## Brief
Go through the material line by line and copy each one with the word "scan".

## Records for this task
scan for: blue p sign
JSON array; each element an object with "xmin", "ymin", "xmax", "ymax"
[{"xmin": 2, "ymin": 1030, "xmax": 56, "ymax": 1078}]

---

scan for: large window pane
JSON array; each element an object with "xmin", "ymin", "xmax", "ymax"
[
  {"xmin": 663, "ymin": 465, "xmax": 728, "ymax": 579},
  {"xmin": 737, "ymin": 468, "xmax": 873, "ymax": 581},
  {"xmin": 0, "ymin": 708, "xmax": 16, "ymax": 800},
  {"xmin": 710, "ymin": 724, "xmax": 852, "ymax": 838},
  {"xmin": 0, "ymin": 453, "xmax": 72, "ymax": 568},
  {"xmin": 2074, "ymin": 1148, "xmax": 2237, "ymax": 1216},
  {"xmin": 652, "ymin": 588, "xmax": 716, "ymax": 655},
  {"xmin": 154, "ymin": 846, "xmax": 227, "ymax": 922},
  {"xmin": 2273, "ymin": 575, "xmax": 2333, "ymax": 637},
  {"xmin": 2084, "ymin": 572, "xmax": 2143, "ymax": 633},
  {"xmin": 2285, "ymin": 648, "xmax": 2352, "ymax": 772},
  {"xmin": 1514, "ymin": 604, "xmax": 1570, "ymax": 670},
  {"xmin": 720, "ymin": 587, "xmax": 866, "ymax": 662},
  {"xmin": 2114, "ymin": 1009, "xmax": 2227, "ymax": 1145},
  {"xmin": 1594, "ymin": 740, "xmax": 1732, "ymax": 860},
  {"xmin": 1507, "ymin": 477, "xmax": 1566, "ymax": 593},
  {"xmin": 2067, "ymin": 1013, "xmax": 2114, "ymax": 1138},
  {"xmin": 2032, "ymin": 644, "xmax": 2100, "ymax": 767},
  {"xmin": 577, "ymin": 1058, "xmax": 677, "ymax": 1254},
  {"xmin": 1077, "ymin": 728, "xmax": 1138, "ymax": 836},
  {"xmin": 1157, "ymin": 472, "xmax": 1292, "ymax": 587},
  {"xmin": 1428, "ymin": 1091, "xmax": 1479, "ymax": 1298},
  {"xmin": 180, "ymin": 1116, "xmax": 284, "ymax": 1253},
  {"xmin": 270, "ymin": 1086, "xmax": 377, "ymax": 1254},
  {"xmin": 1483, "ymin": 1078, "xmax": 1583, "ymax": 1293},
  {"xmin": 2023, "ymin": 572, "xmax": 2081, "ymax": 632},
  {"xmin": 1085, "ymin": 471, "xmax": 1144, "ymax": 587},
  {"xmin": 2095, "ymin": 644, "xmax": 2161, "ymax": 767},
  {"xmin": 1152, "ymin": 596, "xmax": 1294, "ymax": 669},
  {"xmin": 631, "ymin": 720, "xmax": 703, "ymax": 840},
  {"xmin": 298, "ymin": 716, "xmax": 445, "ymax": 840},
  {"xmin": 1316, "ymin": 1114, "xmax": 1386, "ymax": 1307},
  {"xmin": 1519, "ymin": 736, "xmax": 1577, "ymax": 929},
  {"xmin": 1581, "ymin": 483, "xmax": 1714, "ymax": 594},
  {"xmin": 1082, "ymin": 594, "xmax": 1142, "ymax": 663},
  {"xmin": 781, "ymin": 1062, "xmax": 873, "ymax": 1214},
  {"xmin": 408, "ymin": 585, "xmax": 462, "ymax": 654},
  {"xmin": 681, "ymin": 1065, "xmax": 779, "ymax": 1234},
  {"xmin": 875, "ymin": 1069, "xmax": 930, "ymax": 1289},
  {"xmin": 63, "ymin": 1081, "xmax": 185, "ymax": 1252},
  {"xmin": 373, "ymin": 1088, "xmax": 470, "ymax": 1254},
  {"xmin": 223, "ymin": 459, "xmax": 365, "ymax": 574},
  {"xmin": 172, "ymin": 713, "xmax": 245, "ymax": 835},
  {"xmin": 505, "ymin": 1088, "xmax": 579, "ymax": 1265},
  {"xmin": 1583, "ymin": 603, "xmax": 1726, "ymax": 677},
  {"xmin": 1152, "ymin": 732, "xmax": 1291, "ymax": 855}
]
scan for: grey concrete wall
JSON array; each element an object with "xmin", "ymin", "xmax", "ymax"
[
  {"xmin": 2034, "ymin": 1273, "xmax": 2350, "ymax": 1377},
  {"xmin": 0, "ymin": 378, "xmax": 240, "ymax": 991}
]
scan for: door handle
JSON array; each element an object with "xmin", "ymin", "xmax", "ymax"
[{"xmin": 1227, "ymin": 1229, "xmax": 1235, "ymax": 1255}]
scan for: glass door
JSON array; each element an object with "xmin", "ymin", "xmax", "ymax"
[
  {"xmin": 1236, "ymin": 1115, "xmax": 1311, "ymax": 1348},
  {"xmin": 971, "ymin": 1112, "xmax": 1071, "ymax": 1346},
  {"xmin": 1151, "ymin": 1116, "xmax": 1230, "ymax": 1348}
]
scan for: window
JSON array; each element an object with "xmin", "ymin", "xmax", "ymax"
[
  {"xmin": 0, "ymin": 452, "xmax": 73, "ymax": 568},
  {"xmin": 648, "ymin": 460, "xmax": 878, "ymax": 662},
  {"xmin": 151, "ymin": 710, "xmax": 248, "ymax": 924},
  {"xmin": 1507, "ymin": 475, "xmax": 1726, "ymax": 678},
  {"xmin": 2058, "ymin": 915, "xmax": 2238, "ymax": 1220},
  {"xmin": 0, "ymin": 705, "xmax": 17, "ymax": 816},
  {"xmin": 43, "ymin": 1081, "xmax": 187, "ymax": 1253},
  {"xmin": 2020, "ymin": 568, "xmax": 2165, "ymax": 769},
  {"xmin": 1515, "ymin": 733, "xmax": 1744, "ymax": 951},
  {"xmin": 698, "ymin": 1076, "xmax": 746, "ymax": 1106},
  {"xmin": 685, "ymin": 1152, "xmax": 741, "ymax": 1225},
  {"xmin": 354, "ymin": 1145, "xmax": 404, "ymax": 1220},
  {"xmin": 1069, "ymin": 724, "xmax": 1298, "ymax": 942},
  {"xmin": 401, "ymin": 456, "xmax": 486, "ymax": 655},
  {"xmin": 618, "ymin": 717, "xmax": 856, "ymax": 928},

## Reply
scan for: blue p sign
scan for: large window pane
scan for: grey concrete wall
scan for: door handle
scan for: glass door
scan for: window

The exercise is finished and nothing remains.